REQUIRED WORK: Starting with the line that contains "# test: mark the horse's mane, one" and going on through the line that contains "point(175, 353)", give those lines again with "rider's" replaced by "jockey's" and everything else unchanged. Return only those lines.

INFORMATION GIVEN:
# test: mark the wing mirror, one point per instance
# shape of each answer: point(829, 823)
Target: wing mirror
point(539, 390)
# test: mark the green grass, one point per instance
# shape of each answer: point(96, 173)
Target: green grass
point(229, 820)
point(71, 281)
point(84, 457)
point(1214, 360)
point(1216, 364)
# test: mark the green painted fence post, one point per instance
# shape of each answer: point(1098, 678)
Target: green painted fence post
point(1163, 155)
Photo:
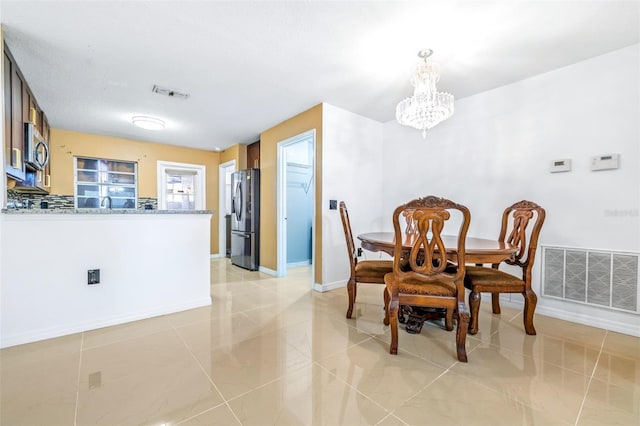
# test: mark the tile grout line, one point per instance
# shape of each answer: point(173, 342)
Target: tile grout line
point(224, 399)
point(593, 372)
point(358, 391)
point(75, 416)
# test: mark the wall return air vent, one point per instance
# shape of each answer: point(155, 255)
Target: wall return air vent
point(592, 277)
point(169, 92)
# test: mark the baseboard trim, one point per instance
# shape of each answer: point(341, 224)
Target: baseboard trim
point(49, 333)
point(267, 271)
point(329, 286)
point(299, 264)
point(577, 317)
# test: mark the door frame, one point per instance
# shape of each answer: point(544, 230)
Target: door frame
point(281, 202)
point(222, 187)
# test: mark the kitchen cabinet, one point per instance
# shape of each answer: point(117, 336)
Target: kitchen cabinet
point(99, 180)
point(47, 168)
point(20, 107)
point(13, 125)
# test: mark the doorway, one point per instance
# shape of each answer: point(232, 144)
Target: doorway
point(296, 202)
point(225, 170)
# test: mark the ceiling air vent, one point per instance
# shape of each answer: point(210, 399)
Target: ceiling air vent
point(169, 92)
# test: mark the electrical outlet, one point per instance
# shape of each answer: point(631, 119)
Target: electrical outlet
point(93, 276)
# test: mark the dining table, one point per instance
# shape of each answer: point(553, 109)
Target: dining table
point(477, 251)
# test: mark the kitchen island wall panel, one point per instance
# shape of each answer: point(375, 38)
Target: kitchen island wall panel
point(150, 264)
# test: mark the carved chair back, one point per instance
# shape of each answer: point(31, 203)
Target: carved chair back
point(346, 225)
point(427, 259)
point(515, 230)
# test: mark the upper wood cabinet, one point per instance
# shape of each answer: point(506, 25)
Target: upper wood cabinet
point(13, 124)
point(20, 107)
point(253, 155)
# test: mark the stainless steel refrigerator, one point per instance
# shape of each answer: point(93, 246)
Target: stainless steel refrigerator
point(245, 219)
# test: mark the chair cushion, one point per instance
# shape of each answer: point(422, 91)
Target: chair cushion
point(489, 279)
point(433, 288)
point(373, 270)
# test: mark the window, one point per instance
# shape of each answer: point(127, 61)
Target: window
point(101, 183)
point(181, 186)
point(180, 190)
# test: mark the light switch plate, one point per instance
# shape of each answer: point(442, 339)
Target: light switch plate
point(605, 162)
point(563, 165)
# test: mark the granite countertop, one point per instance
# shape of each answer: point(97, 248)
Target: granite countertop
point(103, 211)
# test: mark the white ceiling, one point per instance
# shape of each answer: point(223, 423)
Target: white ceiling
point(250, 65)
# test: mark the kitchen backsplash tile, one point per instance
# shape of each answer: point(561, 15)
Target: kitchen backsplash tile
point(56, 201)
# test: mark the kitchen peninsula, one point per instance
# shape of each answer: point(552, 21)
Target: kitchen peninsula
point(151, 262)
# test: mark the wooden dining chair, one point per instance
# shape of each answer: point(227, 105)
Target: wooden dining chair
point(365, 271)
point(429, 281)
point(515, 230)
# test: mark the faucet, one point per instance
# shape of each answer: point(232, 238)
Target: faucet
point(104, 201)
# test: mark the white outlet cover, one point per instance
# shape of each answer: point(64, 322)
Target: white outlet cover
point(605, 162)
point(562, 165)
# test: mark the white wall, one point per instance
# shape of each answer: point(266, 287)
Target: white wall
point(150, 264)
point(497, 147)
point(351, 172)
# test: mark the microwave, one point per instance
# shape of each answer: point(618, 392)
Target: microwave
point(36, 151)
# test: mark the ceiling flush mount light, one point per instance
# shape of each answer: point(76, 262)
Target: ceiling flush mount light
point(427, 107)
point(148, 123)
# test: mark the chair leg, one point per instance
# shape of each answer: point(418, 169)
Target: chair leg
point(393, 319)
point(474, 303)
point(495, 302)
point(351, 289)
point(530, 302)
point(448, 320)
point(461, 332)
point(386, 307)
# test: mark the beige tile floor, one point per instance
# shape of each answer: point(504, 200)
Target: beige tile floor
point(271, 351)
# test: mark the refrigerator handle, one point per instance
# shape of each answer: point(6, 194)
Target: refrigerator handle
point(237, 199)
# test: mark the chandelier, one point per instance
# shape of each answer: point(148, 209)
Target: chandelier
point(427, 107)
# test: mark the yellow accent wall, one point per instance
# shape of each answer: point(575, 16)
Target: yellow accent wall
point(66, 144)
point(269, 139)
point(236, 152)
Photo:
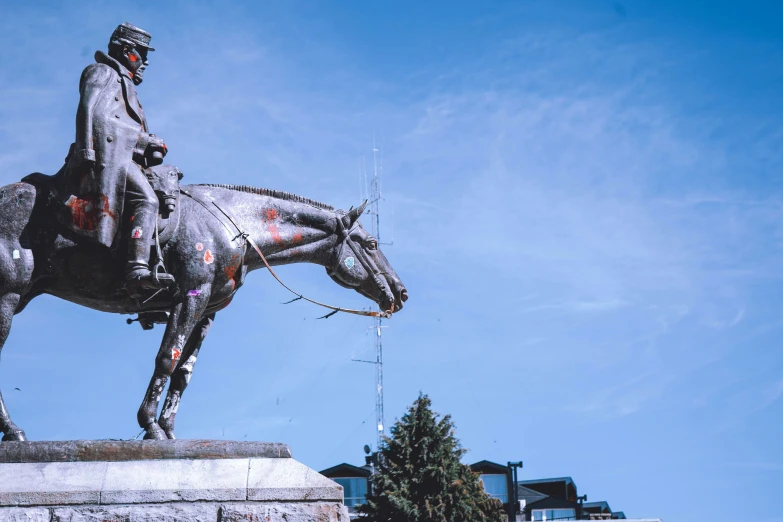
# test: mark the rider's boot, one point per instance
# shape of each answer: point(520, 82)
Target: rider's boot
point(143, 205)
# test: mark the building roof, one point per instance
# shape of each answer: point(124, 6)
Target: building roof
point(529, 495)
point(567, 480)
point(487, 466)
point(346, 470)
point(597, 507)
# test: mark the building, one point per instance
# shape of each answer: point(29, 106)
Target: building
point(536, 500)
point(355, 482)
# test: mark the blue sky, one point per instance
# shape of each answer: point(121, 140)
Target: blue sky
point(586, 205)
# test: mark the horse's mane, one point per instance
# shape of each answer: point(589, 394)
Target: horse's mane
point(279, 194)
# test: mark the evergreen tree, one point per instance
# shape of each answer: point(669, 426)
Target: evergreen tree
point(419, 476)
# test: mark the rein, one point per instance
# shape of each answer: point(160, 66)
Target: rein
point(246, 237)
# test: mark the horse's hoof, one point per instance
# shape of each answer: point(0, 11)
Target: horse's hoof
point(14, 435)
point(154, 433)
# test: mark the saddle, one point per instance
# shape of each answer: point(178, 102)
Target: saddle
point(164, 180)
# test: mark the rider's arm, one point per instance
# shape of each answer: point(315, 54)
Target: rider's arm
point(94, 79)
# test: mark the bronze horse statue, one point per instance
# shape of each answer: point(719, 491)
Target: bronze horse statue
point(201, 245)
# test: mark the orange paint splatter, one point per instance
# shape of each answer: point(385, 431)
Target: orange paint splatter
point(85, 213)
point(276, 237)
point(231, 269)
point(175, 354)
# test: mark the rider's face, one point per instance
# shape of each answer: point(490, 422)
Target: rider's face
point(136, 58)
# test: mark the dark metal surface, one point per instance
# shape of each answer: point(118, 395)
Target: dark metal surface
point(86, 250)
point(204, 251)
point(78, 251)
point(114, 450)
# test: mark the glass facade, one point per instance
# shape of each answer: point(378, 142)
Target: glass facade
point(355, 490)
point(554, 514)
point(496, 486)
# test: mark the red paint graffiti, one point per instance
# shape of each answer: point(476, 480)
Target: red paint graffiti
point(276, 237)
point(85, 213)
point(231, 269)
point(175, 353)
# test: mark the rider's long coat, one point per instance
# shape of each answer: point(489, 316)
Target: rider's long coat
point(109, 122)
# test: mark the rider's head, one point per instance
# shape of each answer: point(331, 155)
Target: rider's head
point(129, 45)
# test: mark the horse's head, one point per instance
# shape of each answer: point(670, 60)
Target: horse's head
point(358, 263)
point(164, 180)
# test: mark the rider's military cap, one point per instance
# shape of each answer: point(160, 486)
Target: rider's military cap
point(132, 34)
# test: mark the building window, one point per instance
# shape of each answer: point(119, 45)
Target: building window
point(355, 491)
point(554, 514)
point(496, 486)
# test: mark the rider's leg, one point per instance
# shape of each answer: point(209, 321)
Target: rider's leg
point(142, 209)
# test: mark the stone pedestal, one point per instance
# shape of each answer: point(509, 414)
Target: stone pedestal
point(184, 480)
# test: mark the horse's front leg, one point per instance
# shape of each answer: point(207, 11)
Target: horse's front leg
point(181, 376)
point(183, 319)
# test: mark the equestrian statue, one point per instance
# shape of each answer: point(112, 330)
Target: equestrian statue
point(114, 231)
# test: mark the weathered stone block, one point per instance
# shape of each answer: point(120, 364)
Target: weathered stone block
point(24, 515)
point(175, 480)
point(284, 512)
point(288, 480)
point(175, 512)
point(48, 484)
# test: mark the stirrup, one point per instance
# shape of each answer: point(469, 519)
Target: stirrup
point(141, 279)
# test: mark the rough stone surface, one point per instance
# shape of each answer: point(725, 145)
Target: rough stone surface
point(123, 450)
point(174, 480)
point(177, 512)
point(282, 512)
point(148, 481)
point(46, 484)
point(24, 515)
point(289, 480)
point(185, 512)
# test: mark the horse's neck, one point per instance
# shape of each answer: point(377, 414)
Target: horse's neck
point(285, 231)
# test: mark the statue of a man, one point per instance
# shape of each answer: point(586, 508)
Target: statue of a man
point(111, 196)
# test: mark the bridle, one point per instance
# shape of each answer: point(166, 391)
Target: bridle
point(368, 265)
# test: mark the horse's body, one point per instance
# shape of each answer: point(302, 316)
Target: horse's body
point(204, 251)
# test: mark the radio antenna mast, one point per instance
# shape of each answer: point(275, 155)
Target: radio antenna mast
point(373, 211)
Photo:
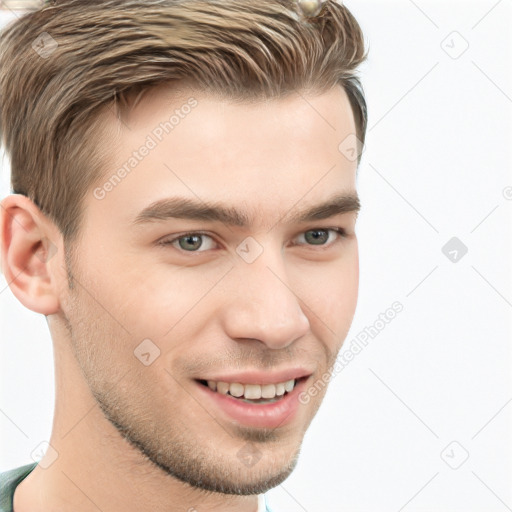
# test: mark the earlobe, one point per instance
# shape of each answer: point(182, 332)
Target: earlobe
point(27, 254)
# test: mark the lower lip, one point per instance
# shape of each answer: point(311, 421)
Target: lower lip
point(272, 415)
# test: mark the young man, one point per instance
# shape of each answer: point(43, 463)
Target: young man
point(184, 209)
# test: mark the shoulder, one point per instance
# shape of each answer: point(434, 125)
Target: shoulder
point(9, 480)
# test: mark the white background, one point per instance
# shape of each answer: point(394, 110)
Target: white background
point(434, 386)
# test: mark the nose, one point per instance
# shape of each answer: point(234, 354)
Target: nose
point(263, 304)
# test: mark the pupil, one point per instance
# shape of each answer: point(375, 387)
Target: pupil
point(194, 240)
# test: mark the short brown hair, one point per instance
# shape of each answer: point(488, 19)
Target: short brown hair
point(103, 51)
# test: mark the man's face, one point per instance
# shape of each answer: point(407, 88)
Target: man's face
point(263, 302)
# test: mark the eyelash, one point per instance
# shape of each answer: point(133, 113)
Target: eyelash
point(339, 231)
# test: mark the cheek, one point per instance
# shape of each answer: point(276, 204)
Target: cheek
point(331, 294)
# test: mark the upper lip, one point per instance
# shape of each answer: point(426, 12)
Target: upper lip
point(259, 377)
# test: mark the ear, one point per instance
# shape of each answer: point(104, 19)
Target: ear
point(29, 243)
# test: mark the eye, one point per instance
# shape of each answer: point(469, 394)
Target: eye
point(319, 236)
point(190, 242)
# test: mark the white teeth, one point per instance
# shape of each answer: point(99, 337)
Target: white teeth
point(280, 389)
point(222, 387)
point(288, 385)
point(268, 391)
point(252, 391)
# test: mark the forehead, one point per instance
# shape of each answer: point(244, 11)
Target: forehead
point(263, 156)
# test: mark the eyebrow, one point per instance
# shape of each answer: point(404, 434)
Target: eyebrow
point(192, 209)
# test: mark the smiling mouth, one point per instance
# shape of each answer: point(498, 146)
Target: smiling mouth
point(253, 393)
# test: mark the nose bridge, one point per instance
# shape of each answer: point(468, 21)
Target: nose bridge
point(264, 305)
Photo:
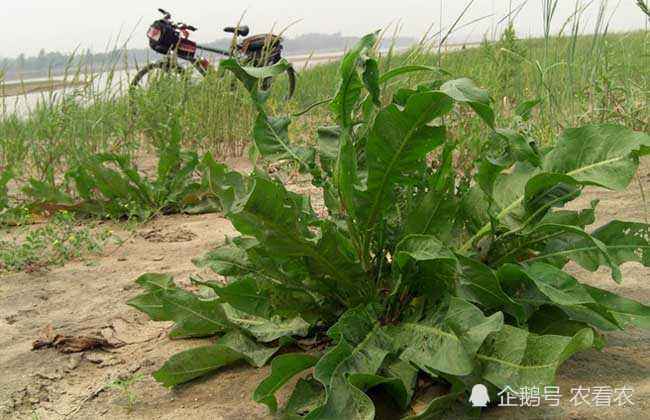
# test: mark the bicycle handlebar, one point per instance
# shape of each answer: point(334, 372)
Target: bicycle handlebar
point(179, 25)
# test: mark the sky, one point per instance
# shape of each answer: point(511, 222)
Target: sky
point(63, 25)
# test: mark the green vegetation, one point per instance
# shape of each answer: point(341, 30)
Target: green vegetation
point(441, 250)
point(417, 269)
point(579, 80)
point(56, 242)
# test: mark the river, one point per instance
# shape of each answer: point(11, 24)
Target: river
point(115, 82)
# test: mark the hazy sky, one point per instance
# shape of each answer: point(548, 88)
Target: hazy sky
point(29, 25)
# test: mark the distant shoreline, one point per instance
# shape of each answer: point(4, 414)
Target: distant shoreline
point(16, 88)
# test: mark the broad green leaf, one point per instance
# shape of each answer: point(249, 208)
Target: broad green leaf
point(402, 70)
point(407, 374)
point(336, 262)
point(558, 286)
point(353, 326)
point(439, 405)
point(266, 330)
point(283, 368)
point(344, 400)
point(435, 215)
point(228, 259)
point(398, 143)
point(244, 295)
point(435, 265)
point(605, 155)
point(193, 316)
point(279, 220)
point(548, 285)
point(371, 80)
point(525, 108)
point(328, 147)
point(545, 191)
point(572, 243)
point(625, 241)
point(515, 358)
point(194, 363)
point(579, 218)
point(270, 215)
point(468, 323)
point(518, 147)
point(551, 320)
point(271, 137)
point(350, 86)
point(251, 76)
point(346, 178)
point(327, 364)
point(394, 386)
point(307, 395)
point(451, 346)
point(220, 183)
point(626, 311)
point(480, 285)
point(464, 90)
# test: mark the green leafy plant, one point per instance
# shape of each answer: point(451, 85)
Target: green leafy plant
point(110, 185)
point(60, 240)
point(413, 271)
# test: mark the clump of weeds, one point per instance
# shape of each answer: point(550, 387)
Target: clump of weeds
point(59, 240)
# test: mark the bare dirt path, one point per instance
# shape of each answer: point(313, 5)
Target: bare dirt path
point(82, 299)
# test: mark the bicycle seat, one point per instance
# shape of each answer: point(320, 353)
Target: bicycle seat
point(242, 30)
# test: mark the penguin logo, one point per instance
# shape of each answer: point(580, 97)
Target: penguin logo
point(479, 397)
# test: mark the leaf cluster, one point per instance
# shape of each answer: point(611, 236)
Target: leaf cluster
point(413, 270)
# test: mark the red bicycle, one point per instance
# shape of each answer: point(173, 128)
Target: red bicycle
point(171, 39)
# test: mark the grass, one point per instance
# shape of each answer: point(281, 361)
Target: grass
point(23, 88)
point(56, 242)
point(580, 79)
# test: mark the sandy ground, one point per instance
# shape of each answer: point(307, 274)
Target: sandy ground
point(83, 299)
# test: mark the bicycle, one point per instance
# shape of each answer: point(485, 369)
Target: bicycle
point(171, 39)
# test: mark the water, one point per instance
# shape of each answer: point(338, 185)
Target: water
point(113, 83)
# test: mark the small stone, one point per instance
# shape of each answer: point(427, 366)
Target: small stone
point(74, 361)
point(94, 358)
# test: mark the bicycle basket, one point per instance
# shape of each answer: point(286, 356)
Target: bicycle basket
point(162, 37)
point(186, 49)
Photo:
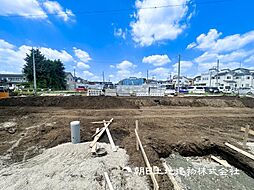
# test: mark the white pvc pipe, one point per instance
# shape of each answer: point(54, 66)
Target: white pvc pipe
point(75, 132)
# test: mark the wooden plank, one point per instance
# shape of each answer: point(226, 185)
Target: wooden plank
point(155, 183)
point(171, 177)
point(246, 134)
point(251, 132)
point(96, 138)
point(137, 145)
point(95, 145)
point(113, 146)
point(240, 151)
point(222, 162)
point(110, 186)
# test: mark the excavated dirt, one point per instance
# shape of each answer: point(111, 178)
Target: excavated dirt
point(191, 126)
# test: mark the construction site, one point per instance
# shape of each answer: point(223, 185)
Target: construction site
point(127, 143)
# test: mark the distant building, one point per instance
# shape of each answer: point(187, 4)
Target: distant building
point(12, 80)
point(132, 81)
point(226, 78)
point(70, 81)
point(183, 81)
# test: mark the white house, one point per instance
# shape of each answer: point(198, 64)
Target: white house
point(226, 78)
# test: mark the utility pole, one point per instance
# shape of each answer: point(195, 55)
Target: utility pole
point(217, 77)
point(178, 77)
point(74, 73)
point(103, 77)
point(34, 71)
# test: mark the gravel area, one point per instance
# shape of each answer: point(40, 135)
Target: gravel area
point(200, 173)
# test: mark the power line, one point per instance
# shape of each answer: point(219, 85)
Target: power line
point(118, 10)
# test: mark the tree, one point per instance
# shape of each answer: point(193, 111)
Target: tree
point(49, 74)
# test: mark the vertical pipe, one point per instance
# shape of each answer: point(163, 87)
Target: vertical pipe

SOLUTION FOR THIS PROBLEM:
# test: mark the horse's mane, one point per instance
# shape of each answer: point(589, 394)
Target: horse's mane
point(279, 194)
# test: mark the evergreen tree, one point per instance
# shape of each answer: point(669, 426)
Target: evergreen tree
point(419, 476)
# test: mark the rein, one point per instance
# shape of each answer: point(160, 66)
Target: rein
point(246, 237)
# test: mark the horse's hoof, one point per instance
# shape of each answer: point(0, 11)
Target: horse's hoof
point(14, 435)
point(154, 433)
# test: mark the saddle, one point per instance
# shape of each answer: point(178, 102)
Target: saddle
point(164, 180)
# test: mark the jockey's arm, one point per instance
# shape of each answer: point(315, 54)
Target: jockey's arm
point(94, 79)
# test: mark the bronze horse statue, one point per instance
# shape of each answer: point(719, 491)
Target: bronze horse statue
point(201, 245)
# test: mark the orange paint splatter, one point per instance
# shape of each answer: point(385, 431)
Target: orange paint splatter
point(85, 213)
point(276, 237)
point(231, 269)
point(175, 354)
# test: mark the jockey's face, one point per instance
# shape of each answer: point(490, 422)
Target: jockey's face
point(136, 58)
# test: mark the dark metal surface, one point per instance
# shape of each answer: point(118, 395)
Target: dark metal surface
point(86, 250)
point(204, 251)
point(78, 251)
point(114, 450)
# test: mark the glass facade, one point per instance
# shape of each answer: point(378, 142)
Target: glass facade
point(355, 490)
point(554, 514)
point(496, 486)
# test: mark the red paint graffiti, one point per instance
# shape of each answer: point(476, 480)
Target: red paint graffiti
point(276, 237)
point(85, 213)
point(231, 269)
point(175, 353)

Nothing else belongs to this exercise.